* _Work required_: All of the entries below need to be repeated exactly.

* _Source material_:
=== Section Start ===
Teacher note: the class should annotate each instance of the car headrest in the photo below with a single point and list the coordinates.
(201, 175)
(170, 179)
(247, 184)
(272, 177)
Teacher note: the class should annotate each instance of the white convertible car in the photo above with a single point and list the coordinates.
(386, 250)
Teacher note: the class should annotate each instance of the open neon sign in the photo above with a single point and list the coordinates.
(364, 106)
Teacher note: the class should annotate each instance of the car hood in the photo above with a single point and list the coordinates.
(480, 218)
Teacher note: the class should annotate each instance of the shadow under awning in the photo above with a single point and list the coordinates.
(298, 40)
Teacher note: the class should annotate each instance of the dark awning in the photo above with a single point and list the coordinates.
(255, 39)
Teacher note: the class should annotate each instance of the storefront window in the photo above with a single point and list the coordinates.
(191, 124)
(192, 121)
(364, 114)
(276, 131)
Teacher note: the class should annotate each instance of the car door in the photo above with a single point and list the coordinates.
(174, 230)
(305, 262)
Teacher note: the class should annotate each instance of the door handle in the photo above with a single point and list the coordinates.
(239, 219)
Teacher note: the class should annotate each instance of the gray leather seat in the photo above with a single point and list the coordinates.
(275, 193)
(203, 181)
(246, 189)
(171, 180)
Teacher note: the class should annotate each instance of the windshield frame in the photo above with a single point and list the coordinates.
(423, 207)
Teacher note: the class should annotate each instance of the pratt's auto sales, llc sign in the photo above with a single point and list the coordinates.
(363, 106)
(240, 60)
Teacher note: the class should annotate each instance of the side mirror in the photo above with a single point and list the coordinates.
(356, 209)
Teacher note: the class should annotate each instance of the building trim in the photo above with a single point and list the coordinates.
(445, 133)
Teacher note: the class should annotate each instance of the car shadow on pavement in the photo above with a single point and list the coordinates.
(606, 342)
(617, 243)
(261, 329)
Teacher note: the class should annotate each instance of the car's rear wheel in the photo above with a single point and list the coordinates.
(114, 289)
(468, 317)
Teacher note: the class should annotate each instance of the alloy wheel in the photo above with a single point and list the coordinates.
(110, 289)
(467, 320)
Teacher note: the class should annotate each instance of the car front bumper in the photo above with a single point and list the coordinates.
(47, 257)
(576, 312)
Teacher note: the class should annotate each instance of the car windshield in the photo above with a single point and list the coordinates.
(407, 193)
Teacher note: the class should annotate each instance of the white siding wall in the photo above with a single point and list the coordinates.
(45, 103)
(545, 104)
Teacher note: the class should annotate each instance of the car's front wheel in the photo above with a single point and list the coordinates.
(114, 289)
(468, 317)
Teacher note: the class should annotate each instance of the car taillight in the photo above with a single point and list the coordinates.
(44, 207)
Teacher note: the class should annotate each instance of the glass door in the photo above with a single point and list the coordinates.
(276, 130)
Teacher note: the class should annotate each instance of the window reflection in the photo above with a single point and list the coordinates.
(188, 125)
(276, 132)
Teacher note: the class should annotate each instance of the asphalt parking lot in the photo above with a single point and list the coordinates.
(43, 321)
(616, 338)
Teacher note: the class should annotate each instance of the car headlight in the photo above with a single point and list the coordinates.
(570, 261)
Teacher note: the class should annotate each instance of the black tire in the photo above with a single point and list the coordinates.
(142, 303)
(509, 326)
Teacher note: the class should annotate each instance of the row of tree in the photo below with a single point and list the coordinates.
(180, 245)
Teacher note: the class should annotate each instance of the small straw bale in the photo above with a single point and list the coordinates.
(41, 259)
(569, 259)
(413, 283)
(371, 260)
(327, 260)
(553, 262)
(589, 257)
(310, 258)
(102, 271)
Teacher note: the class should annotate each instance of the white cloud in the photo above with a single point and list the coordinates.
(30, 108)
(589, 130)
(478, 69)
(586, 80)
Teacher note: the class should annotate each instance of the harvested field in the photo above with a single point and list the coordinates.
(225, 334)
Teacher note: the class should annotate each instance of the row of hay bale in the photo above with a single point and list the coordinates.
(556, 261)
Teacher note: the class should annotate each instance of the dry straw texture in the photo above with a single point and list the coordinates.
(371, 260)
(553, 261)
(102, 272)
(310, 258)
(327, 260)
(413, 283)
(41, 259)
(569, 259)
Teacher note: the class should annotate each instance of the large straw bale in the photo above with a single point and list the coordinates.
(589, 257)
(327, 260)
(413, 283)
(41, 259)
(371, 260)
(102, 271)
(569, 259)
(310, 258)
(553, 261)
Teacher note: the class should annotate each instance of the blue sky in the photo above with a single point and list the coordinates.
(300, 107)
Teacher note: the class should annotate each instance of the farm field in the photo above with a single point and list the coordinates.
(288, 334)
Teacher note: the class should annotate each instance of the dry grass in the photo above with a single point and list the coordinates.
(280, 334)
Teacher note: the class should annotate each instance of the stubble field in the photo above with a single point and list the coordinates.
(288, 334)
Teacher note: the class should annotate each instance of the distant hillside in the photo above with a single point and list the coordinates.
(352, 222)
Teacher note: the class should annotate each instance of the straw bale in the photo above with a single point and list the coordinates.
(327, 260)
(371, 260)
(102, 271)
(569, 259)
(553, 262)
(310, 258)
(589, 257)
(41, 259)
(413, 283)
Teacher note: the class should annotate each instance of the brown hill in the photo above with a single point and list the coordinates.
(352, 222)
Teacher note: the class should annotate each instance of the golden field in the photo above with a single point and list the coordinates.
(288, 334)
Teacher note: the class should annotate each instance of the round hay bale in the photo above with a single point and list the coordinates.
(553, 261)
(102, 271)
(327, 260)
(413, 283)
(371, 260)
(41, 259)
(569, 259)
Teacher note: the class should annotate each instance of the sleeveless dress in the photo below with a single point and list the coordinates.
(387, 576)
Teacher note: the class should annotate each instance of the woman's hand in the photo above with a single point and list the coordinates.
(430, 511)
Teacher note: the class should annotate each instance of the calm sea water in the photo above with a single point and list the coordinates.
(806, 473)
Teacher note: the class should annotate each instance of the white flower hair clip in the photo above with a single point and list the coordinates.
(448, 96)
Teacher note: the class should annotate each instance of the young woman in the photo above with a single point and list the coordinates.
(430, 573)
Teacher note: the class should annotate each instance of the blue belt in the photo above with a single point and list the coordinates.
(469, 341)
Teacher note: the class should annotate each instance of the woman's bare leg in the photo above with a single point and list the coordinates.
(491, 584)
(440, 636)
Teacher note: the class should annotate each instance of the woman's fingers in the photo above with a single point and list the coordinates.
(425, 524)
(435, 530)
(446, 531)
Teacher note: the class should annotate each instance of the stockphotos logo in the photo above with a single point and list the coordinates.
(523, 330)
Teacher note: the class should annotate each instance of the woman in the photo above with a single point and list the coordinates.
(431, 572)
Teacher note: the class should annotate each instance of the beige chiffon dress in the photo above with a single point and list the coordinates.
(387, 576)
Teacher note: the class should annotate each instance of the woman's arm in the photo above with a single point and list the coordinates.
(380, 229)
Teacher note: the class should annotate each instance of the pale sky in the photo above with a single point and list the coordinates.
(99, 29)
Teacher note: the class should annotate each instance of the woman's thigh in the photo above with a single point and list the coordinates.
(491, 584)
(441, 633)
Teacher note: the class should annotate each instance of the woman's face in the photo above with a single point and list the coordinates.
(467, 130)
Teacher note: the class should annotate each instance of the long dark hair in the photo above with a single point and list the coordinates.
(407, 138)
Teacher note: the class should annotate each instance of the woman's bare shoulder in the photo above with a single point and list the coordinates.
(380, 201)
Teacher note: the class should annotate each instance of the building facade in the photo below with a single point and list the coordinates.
=== Section End ===
* _Worked solution_:
Teacher note: the class should annotate each instance of the car headrest in the photo below with a single point and list the coordinates.
(201, 175)
(170, 179)
(247, 184)
(272, 177)
Teacher note: the class should annotate each instance of the white convertible car in the photo above with a single point and list the coordinates.
(386, 250)
Teacher note: the class should annotate each instance of the open neon sign in the photo above with a single point and list the coordinates.
(364, 106)
Teacher note: the class should annotate each instance of the car hood in the photo above with a single point and list the coordinates.
(480, 218)
Teacher note: the class should annotate each instance of the shadow under awning in the photo above with a single point and list the coordinates.
(298, 40)
Teacher note: the class should annotate each instance of the dark awning in the photo above with a single point and list the coordinates.
(255, 39)
Teacher note: the class should annotate each instance of the storefront window in the photo above with a single point and list the coordinates.
(191, 124)
(192, 121)
(364, 114)
(276, 131)
Teacher note: the class should annotate each instance of the car door in the photo above with a single point and list the coordinates.
(174, 230)
(305, 262)
Teacher note: the class should annotate each instance of the door handle in the photo above with a single point and list the coordinates.
(239, 219)
Teacher note: the class should annotate each instance of the gray leather seat in the photo above with a single point and list the coordinates.
(275, 193)
(203, 181)
(246, 189)
(171, 180)
Teacher note: the class should annotate each instance of the windshield frame in the photo above with a single point and list the coordinates.
(423, 207)
Teacher note: the class should annotate each instance of the pratt's auto sales, llc sign in the photo above with a single point and list the coordinates.
(363, 106)
(240, 60)
Teacher note: the class should annotate each instance of the side mirror in the photo above with a single point and list the coordinates.
(356, 209)
Teacher note: the class should annotate each instance of the building trim in the photo above with a single point and list the coordinates.
(445, 133)
Teacher note: the class should annotate each instance of the car shadow on pavement in the photo above with a single point and list the coordinates.
(606, 342)
(617, 243)
(261, 329)
Teacher note: the class should annotate each instance of the car's rear wheel in the photo above with a single point and list the coordinates.
(114, 289)
(468, 317)
Teacher note: the class should annotate each instance of the alloy wheel in the photo above with a single point and list the coordinates.
(110, 289)
(467, 320)
Teacher note: the class should annotate each instance of the car front bumper in the photo above with a single point and list the coordinates.
(47, 257)
(576, 312)
Teacher note: the class should annotate each instance of the car windshield in the photo above with a single point and list the coordinates.
(407, 193)
Teacher note: the class should annotate each instance of the white siding wall in the photo above with a single point and list the coordinates.
(45, 103)
(545, 104)
Teacher note: the class should annotate each instance of the car's front wheel in the photo above with a single point and list the coordinates.
(114, 289)
(468, 317)
Teacher note: the class should annotate each instance of the car taillight in the photo above with a single point and list the coordinates.
(44, 207)
Teacher note: the class should annotate each instance of the glass door in the photo above with a single point and list the coordinates.
(276, 130)
Teacher note: the class should annotate each instance of the window reflection in the photo above with a single point and list the coordinates.
(188, 125)
(276, 132)
Teacher note: the class should annotate each instance of the asphalt parking lot in the photo above with a single point and list the coordinates.
(43, 321)
(616, 338)
Teacher note: the class should annotate each instance of the car headlight in the photo above with a single point and list the coordinates.
(570, 261)
Teacher note: the class should annotate each instance of the black tire in the photo above with a single point and list the coordinates.
(142, 303)
(509, 326)
Teacher note: the class should annotate each instance of the row of tree in the photo below with a single point and list the coordinates.
(180, 245)
Teacher note: the class should annotate each instance of the small straw bale in the photo above with a single point and list the coordinates.
(41, 259)
(569, 259)
(413, 283)
(371, 260)
(327, 260)
(553, 262)
(589, 257)
(310, 258)
(102, 271)
Teacher note: the class should annotate each instance of the white cloud in the photo above with a single point and list the coordinates.
(30, 108)
(589, 130)
(478, 69)
(586, 80)
Teacher note: the class should annotate each instance of the harvested field in the photo above with a single point and list the coordinates.
(225, 334)
Teacher note: the class should annotate each instance of the row of hay bale in the photo above with a single point and list the coordinates.
(556, 261)
Teacher note: the class should annotate each instance of the dry straw texture in the photo above with a single point and list the coordinates.
(371, 260)
(553, 261)
(102, 272)
(310, 258)
(327, 260)
(413, 283)
(41, 259)
(569, 259)
Teacher note: the class should annotate each instance of the large straw bale in the photo above with a single point and list the coordinates.
(589, 257)
(327, 260)
(413, 283)
(41, 259)
(371, 260)
(102, 271)
(569, 259)
(310, 258)
(553, 261)
Teacher note: the class should annotate each instance of the blue sky in the photo above with a single point and list the coordinates.
(300, 107)
Teacher note: the class should annotate each instance of the farm field in the photo above with a single point and list the coordinates.
(288, 334)
Teacher note: the class should annotate each instance of the dry grass in the photo above with a single point and list the coordinates.
(280, 334)
Teacher note: the class should annotate each instance of the stubble field in the photo above with a single point and list the coordinates.
(288, 334)
Teacher note: the class should annotate each instance of the distant hillside in the photo above with a single point and list the coordinates.
(352, 222)
Teacher note: the class should annotate each instance of the straw bale in the photo above with a single point and list the coordinates.
(327, 260)
(371, 260)
(102, 271)
(569, 259)
(553, 262)
(310, 258)
(589, 257)
(41, 259)
(413, 283)
Teacher note: the class should annotate each instance of the brown hill in the photo above with a single point and list the coordinates.
(352, 222)
Teacher note: the class should annotate each instance of the golden field in the photo above with a single point and list the coordinates.
(288, 334)
Teacher note: the class should annotate each instance of the round hay bale in the photo above with a single point and list the coordinates.
(553, 261)
(102, 271)
(327, 260)
(413, 283)
(371, 260)
(41, 259)
(569, 259)
Teacher note: the class should annotate each instance of the sleeveless dress in the photo below with a single point and list the coordinates.
(387, 576)
Teacher note: the class should annotate each instance of the woman's hand in the photo above with a single point and list the coordinates.
(430, 511)
Teacher note: the class should annotate each instance of the calm sea water in the photo above with a single point and list the coordinates.
(806, 473)
Teacher note: the class should annotate each instance of the white flower hair clip in the photo above with a single point and list the coordinates.
(448, 96)
Teacher note: the class should annotate each instance of the young woman in the photo above with a single point and list the coordinates.
(430, 573)
Teacher note: the class should annotate each instance of the blue belt in the photo above with a single point and list the coordinates.
(469, 341)
Teacher note: the class should annotate each instance of the woman's bare leg in the photo above with a single point and list the coordinates.
(491, 584)
(440, 636)
Teacher note: the class should annotate each instance of the woman's fingers in the photo above with a single point and list the coordinates.
(425, 524)
(435, 530)
(446, 531)
Teacher note: the class should annotate each instance of the stockphotos logo in the photo above with a single point and list the coordinates.
(523, 330)
Teacher note: the class should annotate each instance of the woman in the photo above with a single point and list the coordinates.
(431, 572)
Teacher note: the class should annotate each instance of the beige chiffon dress in the photo above with a single point and list the coordinates.
(387, 576)
Teacher note: the class should annotate each instance of the woman's arm in the photo above with a single point and list the coordinates.
(380, 229)
Teacher note: the class should annotate each instance of the pale sky in the photo above with a single point and list the coordinates.
(99, 29)
Teacher note: the class should annotate each instance of the woman's thigh in the photo above with a single point and list the coordinates.
(491, 584)
(441, 633)
Teacher note: the class should annotate each instance of the woman's face in the photo above with a single point and list the coordinates.
(467, 130)
Teacher note: the class should annotate each instance of the long dark hair in the photo above with a single point and list the coordinates.
(407, 138)
Teacher note: the class should annotate each instance of the woman's bare shoulder in the photo above with a single point and list the coordinates.
(380, 201)
Teacher note: the class should annotate each instance of the building facade in the photo below with a single point and list the coordinates.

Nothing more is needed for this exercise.